■ PROVIDED RECORDS ■
------------------------------------------------------------------------

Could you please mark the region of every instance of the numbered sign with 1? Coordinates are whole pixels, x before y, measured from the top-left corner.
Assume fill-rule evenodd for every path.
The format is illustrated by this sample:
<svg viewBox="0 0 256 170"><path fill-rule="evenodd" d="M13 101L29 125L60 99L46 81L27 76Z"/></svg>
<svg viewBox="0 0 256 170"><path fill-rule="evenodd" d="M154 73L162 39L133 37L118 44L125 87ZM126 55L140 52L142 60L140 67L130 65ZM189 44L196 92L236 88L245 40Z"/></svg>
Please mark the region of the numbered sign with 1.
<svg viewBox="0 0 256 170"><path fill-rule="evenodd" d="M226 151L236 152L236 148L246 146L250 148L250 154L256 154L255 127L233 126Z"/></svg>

------------------------------------------------------------------------

■ GOAL ■
Format every line of the listing above as a numbered list, leaving out any blank lines.

■ RESULT ■
1. Could you please mark the region of every instance of the numbered sign with 1? Coordinates are whole pixels, x before y, measured from the top-left corner.
2. Assume fill-rule evenodd for every path.
3. The format is illustrated by this sample:
4. <svg viewBox="0 0 256 170"><path fill-rule="evenodd" d="M13 101L29 125L60 99L46 81L27 76Z"/></svg>
5. <svg viewBox="0 0 256 170"><path fill-rule="evenodd" d="M154 73L162 39L133 37L118 44L125 87ZM126 55L140 52L142 60L140 67L130 65ZM189 44L196 92L236 88L245 40Z"/></svg>
6. Please mark the region of the numbered sign with 1.
7. <svg viewBox="0 0 256 170"><path fill-rule="evenodd" d="M226 151L236 152L236 148L246 146L250 148L250 154L256 154L255 127L233 126Z"/></svg>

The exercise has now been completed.